TO DO:
Reproduce the data below, changing every occurrence of "the spot farthest from" to "the location farthest from" and leaving all other text untouched.

>> BEGIN

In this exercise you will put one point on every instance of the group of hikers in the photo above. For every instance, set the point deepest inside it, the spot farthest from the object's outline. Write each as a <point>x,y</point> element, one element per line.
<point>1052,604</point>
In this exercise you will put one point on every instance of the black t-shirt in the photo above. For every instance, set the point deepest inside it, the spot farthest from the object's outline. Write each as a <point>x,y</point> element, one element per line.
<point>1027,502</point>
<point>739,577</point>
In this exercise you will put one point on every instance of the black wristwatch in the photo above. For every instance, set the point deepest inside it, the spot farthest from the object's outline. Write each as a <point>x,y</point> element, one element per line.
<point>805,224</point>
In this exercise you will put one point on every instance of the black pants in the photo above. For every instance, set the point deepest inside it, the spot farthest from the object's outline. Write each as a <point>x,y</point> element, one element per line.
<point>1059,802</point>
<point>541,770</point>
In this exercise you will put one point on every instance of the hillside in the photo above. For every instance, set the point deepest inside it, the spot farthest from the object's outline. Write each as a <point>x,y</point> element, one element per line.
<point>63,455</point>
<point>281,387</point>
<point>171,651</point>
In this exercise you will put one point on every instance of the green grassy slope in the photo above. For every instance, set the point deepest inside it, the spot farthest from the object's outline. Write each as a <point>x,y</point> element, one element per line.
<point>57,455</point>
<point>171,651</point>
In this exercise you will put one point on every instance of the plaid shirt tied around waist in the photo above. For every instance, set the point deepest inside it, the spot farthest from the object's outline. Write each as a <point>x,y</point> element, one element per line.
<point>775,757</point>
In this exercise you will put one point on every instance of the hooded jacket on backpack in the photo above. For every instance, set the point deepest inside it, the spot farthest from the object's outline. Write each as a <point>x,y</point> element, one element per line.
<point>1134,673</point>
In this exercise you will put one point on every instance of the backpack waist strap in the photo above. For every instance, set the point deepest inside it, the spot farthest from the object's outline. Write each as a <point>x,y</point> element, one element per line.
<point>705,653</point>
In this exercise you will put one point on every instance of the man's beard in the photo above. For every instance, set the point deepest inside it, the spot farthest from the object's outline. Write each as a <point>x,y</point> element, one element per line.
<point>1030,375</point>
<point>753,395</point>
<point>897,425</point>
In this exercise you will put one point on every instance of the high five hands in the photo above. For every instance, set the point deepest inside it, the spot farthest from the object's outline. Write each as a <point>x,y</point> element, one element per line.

>> END

SOLUTION TO THIS PROBLEM:
In this exercise you will put one point on every instance of the group of hikers in the photo above. For every instance, set the point deepest inside it, the location farthest from the object's outline. Write each as a <point>x,y</point> element, one element per line.
<point>1052,604</point>
In this exercise you will put one point on every instance of the black t-shirt in the photo above. For every instance, set the point deepest inside it, the location farthest from the object's outline. Write each as a <point>x,y</point> element, one element per line.
<point>1027,502</point>
<point>739,577</point>
In this exercise you will put one point on every instance of the black wristwatch in the photo above. For every instance, set the point deepest inside it, the location farthest from the object's outline. Write each as a <point>x,y</point> element, one element per line.
<point>805,224</point>
In this exercise you will put one point on every instance of the black pants in the photo above. For every instance, set the point deepest inside it, the location farthest from the object's outline. Write each as a <point>x,y</point> element, one element per line.
<point>1059,802</point>
<point>541,770</point>
In this exercise you will put one point on every instance of the hillside in the photo above. For every instance, set the point deepest inside it, the location farthest from the object's outline. Write each as a <point>x,y</point> element, one element per line.
<point>63,455</point>
<point>281,387</point>
<point>171,651</point>
In this exercise you will put one point on every instance of the green grassy slope in the photo above. For every instance, set the point deepest inside it, the location farthest from the object's outline. Write each as a <point>x,y</point> element, one element per line.
<point>57,455</point>
<point>171,651</point>
In this exercise you will put one point on every instance of the plaid shirt tied around waist in the photo above. For every instance, set the point deepest inside it, the location farthest from the object's outline. Write each as a <point>x,y</point> element, one element per line.
<point>775,757</point>
In this exercise you will put one point on every instance of the hooded jacket on backpack in the photo above. For every instance, set the point deepest inside it, the location farthest from the object's outline. Write each as a <point>x,y</point> element, one element per line.
<point>1134,673</point>
In this exercise you will put one point on every instance of the backpack waist strap in the photo above. For every instance, set the point deepest inside it, the location farthest from the object's outline. Write each as a <point>x,y</point> element, one element per line.
<point>705,653</point>
In this exercise you will put one point on every instance of the man's beard in the photo above. For every instance, set the point deepest inside it, the location farthest from the object's outline. Write each as a <point>x,y</point> element, one element per line.
<point>1030,375</point>
<point>753,395</point>
<point>897,425</point>
In this exercise you will put one point on every instance of the high five hands in the photo above. For every instance, set the point deepest inside it, the location farthest from the object's outline. Write each as a <point>x,y</point> element, one element per line.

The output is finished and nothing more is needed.